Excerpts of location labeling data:
=-=-=-=-=

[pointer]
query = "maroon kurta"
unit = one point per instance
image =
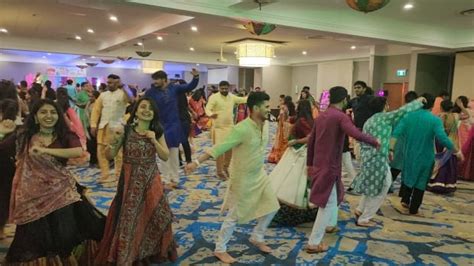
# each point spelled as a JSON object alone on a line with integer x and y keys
{"x": 325, "y": 153}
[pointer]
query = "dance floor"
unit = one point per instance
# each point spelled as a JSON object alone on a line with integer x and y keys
{"x": 444, "y": 236}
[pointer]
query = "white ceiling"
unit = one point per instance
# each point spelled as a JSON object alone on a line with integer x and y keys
{"x": 50, "y": 26}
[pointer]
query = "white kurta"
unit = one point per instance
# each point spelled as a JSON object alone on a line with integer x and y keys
{"x": 249, "y": 188}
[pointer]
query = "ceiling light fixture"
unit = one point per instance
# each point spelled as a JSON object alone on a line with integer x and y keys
{"x": 408, "y": 6}
{"x": 255, "y": 54}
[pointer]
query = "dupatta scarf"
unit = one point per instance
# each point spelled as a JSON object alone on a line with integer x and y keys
{"x": 41, "y": 185}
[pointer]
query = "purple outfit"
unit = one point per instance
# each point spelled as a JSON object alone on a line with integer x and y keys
{"x": 325, "y": 153}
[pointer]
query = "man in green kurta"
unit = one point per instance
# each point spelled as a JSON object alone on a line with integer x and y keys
{"x": 249, "y": 193}
{"x": 374, "y": 179}
{"x": 419, "y": 128}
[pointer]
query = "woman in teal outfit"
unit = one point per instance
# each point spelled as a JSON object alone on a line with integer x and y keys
{"x": 419, "y": 129}
{"x": 375, "y": 178}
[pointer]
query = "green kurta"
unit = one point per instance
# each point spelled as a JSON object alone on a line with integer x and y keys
{"x": 420, "y": 129}
{"x": 371, "y": 178}
{"x": 249, "y": 188}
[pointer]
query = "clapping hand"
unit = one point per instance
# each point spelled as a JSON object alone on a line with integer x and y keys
{"x": 7, "y": 126}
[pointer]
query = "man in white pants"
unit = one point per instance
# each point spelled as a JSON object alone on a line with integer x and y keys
{"x": 324, "y": 164}
{"x": 165, "y": 96}
{"x": 249, "y": 193}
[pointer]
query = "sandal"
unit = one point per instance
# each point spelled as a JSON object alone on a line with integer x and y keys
{"x": 318, "y": 249}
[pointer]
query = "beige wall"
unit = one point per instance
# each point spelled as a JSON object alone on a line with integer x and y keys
{"x": 361, "y": 71}
{"x": 463, "y": 81}
{"x": 335, "y": 73}
{"x": 276, "y": 80}
{"x": 303, "y": 76}
{"x": 385, "y": 69}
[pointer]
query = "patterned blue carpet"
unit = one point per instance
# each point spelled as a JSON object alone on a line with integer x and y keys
{"x": 444, "y": 236}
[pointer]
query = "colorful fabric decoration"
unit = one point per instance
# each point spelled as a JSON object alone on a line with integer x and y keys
{"x": 367, "y": 5}
{"x": 258, "y": 28}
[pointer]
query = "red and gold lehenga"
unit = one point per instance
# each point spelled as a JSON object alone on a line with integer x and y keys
{"x": 200, "y": 119}
{"x": 467, "y": 169}
{"x": 56, "y": 224}
{"x": 138, "y": 228}
{"x": 281, "y": 136}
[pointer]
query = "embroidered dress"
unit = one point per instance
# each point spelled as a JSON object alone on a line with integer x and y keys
{"x": 53, "y": 218}
{"x": 138, "y": 228}
{"x": 370, "y": 179}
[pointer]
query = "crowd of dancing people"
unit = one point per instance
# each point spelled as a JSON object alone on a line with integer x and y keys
{"x": 428, "y": 142}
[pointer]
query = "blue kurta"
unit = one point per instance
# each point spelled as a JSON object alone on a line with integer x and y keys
{"x": 167, "y": 102}
{"x": 420, "y": 128}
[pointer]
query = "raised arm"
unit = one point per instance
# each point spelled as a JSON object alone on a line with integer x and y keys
{"x": 183, "y": 88}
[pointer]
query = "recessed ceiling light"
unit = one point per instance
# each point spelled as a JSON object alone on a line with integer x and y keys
{"x": 408, "y": 6}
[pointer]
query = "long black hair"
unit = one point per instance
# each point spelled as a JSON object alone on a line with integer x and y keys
{"x": 155, "y": 124}
{"x": 291, "y": 106}
{"x": 62, "y": 98}
{"x": 31, "y": 127}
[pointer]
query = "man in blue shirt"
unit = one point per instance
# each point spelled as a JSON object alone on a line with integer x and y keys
{"x": 165, "y": 96}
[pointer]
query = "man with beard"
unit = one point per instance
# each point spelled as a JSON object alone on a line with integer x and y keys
{"x": 165, "y": 95}
{"x": 220, "y": 108}
{"x": 249, "y": 195}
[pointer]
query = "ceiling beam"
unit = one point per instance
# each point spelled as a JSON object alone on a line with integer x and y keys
{"x": 150, "y": 26}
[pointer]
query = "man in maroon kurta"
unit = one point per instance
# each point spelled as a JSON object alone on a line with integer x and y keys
{"x": 325, "y": 147}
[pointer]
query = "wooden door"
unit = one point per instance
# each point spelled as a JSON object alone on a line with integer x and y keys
{"x": 396, "y": 93}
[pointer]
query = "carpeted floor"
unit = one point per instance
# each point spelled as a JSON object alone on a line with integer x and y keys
{"x": 445, "y": 235}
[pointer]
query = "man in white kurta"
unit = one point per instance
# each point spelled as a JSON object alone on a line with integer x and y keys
{"x": 220, "y": 108}
{"x": 249, "y": 193}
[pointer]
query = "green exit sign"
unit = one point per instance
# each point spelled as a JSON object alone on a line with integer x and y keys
{"x": 401, "y": 72}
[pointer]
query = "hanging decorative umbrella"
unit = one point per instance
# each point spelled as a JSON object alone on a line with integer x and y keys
{"x": 82, "y": 66}
{"x": 124, "y": 58}
{"x": 107, "y": 61}
{"x": 258, "y": 28}
{"x": 143, "y": 53}
{"x": 367, "y": 6}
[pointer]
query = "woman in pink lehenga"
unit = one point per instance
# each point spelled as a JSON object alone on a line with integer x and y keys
{"x": 466, "y": 116}
{"x": 287, "y": 114}
{"x": 197, "y": 105}
{"x": 467, "y": 169}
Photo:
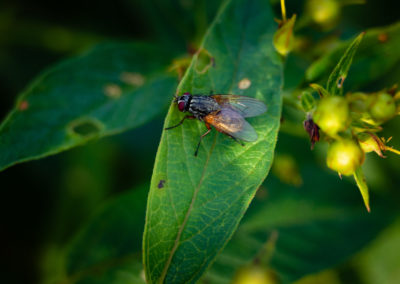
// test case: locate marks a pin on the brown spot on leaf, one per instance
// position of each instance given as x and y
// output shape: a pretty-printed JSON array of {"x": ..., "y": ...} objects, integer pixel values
[
  {"x": 134, "y": 79},
  {"x": 340, "y": 81},
  {"x": 244, "y": 84},
  {"x": 383, "y": 37},
  {"x": 313, "y": 131},
  {"x": 85, "y": 127},
  {"x": 23, "y": 105},
  {"x": 113, "y": 91},
  {"x": 161, "y": 183}
]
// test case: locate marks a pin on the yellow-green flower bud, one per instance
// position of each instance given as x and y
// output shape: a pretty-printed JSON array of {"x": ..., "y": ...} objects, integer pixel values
[
  {"x": 307, "y": 101},
  {"x": 383, "y": 108},
  {"x": 332, "y": 115},
  {"x": 284, "y": 38},
  {"x": 324, "y": 12},
  {"x": 344, "y": 156},
  {"x": 370, "y": 142}
]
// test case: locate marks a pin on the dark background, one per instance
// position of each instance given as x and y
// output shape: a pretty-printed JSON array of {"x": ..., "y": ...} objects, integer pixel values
[{"x": 43, "y": 201}]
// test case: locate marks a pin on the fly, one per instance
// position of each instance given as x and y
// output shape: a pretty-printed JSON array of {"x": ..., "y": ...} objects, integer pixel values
[{"x": 225, "y": 112}]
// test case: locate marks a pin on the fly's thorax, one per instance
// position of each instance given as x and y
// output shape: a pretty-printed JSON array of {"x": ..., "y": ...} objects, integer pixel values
[{"x": 200, "y": 106}]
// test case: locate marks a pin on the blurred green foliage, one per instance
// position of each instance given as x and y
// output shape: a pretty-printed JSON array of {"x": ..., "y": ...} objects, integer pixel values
[{"x": 79, "y": 215}]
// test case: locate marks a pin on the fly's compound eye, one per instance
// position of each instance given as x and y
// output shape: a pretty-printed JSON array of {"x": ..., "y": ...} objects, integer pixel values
[{"x": 181, "y": 106}]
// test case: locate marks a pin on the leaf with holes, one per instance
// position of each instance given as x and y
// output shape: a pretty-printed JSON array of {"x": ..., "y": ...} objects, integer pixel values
[
  {"x": 295, "y": 231},
  {"x": 193, "y": 214},
  {"x": 108, "y": 90},
  {"x": 107, "y": 249},
  {"x": 374, "y": 60},
  {"x": 339, "y": 74}
]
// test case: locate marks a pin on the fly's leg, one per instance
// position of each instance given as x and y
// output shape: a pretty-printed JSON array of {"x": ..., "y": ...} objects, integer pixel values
[
  {"x": 234, "y": 138},
  {"x": 201, "y": 138},
  {"x": 186, "y": 117},
  {"x": 237, "y": 140}
]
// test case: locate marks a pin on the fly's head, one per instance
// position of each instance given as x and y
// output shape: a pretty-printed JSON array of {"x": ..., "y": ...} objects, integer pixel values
[{"x": 183, "y": 101}]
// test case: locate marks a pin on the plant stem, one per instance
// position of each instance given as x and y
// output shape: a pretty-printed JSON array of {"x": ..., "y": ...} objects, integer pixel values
[{"x": 283, "y": 10}]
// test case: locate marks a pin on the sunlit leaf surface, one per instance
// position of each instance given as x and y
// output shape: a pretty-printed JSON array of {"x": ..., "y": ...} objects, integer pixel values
[
  {"x": 195, "y": 203},
  {"x": 108, "y": 90}
]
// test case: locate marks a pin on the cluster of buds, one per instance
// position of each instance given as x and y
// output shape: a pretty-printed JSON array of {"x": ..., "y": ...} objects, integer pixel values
[{"x": 350, "y": 124}]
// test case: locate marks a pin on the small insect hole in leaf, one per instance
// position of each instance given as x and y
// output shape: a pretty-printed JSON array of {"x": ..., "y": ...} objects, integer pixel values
[
  {"x": 161, "y": 184},
  {"x": 85, "y": 127},
  {"x": 383, "y": 37},
  {"x": 244, "y": 84},
  {"x": 113, "y": 91},
  {"x": 204, "y": 61},
  {"x": 23, "y": 105},
  {"x": 134, "y": 79},
  {"x": 340, "y": 81}
]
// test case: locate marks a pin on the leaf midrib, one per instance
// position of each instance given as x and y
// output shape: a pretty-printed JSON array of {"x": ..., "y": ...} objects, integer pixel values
[{"x": 181, "y": 228}]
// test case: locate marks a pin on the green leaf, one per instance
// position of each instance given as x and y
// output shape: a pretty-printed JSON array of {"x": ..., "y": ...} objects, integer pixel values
[
  {"x": 194, "y": 212},
  {"x": 306, "y": 229},
  {"x": 321, "y": 90},
  {"x": 107, "y": 249},
  {"x": 375, "y": 58},
  {"x": 106, "y": 91},
  {"x": 362, "y": 186},
  {"x": 334, "y": 85},
  {"x": 385, "y": 249}
]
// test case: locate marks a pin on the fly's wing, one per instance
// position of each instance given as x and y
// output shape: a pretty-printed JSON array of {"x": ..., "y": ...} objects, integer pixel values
[
  {"x": 246, "y": 106},
  {"x": 231, "y": 122}
]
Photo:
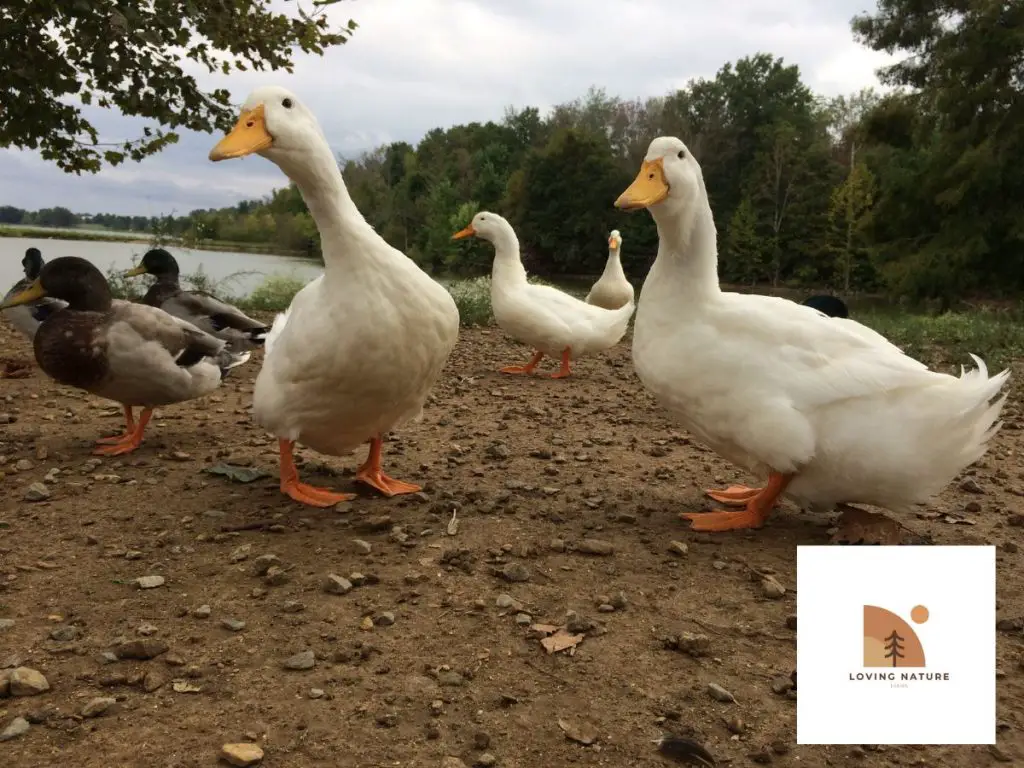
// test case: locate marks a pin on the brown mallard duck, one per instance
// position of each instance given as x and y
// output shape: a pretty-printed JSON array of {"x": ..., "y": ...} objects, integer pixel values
[
  {"x": 203, "y": 309},
  {"x": 132, "y": 353}
]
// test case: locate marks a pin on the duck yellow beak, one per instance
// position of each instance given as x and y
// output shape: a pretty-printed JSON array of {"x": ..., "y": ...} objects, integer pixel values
[
  {"x": 34, "y": 292},
  {"x": 649, "y": 187},
  {"x": 248, "y": 135}
]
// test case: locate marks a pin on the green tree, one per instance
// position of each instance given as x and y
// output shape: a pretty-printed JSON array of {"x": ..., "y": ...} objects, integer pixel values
[
  {"x": 851, "y": 202},
  {"x": 948, "y": 217},
  {"x": 132, "y": 55},
  {"x": 744, "y": 249}
]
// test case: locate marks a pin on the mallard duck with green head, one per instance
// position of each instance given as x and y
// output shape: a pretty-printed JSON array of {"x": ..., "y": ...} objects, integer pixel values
[
  {"x": 134, "y": 354},
  {"x": 203, "y": 309}
]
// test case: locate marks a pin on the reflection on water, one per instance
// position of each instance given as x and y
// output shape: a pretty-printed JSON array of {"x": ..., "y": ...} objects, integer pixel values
[{"x": 243, "y": 271}]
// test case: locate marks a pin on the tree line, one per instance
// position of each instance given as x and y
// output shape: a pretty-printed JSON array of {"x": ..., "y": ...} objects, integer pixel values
[{"x": 914, "y": 193}]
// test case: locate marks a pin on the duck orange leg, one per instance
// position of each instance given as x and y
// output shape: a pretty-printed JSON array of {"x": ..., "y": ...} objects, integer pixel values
[
  {"x": 734, "y": 496},
  {"x": 527, "y": 369},
  {"x": 564, "y": 370},
  {"x": 300, "y": 492},
  {"x": 129, "y": 428},
  {"x": 372, "y": 474},
  {"x": 127, "y": 442},
  {"x": 757, "y": 508}
]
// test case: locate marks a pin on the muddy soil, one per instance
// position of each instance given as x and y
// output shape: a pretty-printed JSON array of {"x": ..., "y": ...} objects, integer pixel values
[{"x": 566, "y": 496}]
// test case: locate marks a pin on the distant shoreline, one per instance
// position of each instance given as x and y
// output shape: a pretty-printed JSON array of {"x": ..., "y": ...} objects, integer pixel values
[{"x": 42, "y": 232}]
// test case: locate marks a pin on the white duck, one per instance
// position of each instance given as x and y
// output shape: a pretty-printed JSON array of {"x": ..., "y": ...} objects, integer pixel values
[
  {"x": 551, "y": 322},
  {"x": 611, "y": 290},
  {"x": 359, "y": 348},
  {"x": 826, "y": 409}
]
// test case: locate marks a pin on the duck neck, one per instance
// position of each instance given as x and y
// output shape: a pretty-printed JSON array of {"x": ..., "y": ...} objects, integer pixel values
[
  {"x": 613, "y": 266},
  {"x": 318, "y": 179},
  {"x": 507, "y": 269},
  {"x": 687, "y": 255}
]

=-=-=-=-=

DESCRIPTION OF THE TASK:
Repeat the data word for word, beginning with the line that contains "water, one per instance" and continuing through the end of the data.

CORRECT ANSWER:
// test case: locate marks a pin on the reflection on water, one per instance
// position of each instance given as x and y
// output shape: a pretty-printed JSON array of {"x": ..., "y": ...} objects, integer pixel values
[{"x": 243, "y": 271}]
// test case: locate marks a pin on the tree line, one per instance
// position of each instance given as x and y
// output shape: a pretty-printed JSON array of {"x": ..., "y": ...} objects, integer pixel values
[{"x": 914, "y": 193}]
// test case: locate marks a pin on the duck orange leg, one per instance
// position of each instance given as x and y
// output shape: a pretty-printed JSON array of {"x": ..., "y": ...} objects, integer pixel values
[
  {"x": 734, "y": 496},
  {"x": 527, "y": 369},
  {"x": 564, "y": 370},
  {"x": 300, "y": 492},
  {"x": 129, "y": 428},
  {"x": 372, "y": 474},
  {"x": 127, "y": 442},
  {"x": 757, "y": 508}
]
// test case: locate marks a pin on the muddy soil, one per instance
// position of each instance given as x and y
// output shape: a pretty-printed JSON array of {"x": ..., "y": ...} objects, integer pixel values
[{"x": 566, "y": 496}]
// test case: locate marks a pin on the distant shoreline, one per instance
// position of each instance given as x and y
// output shape: a pretty-printed JSON array of {"x": ..., "y": ...} objects, integer pixel values
[{"x": 42, "y": 232}]
// test case: locate marks a pin on the white duck, one per instance
// position of each instance given as x and y
// output shape: a pretty-printed JSON array of {"x": ..., "y": ...} objects, integer pixel values
[
  {"x": 551, "y": 322},
  {"x": 611, "y": 290},
  {"x": 359, "y": 348},
  {"x": 826, "y": 409}
]
// test case: locate marks a pin on the duck neck, one per instance
// position of each instance given as x and y
// output shape: a pretty-printed JSON array of {"x": ..., "y": ...} objects, integer pixel values
[
  {"x": 613, "y": 266},
  {"x": 318, "y": 179},
  {"x": 507, "y": 269},
  {"x": 687, "y": 255}
]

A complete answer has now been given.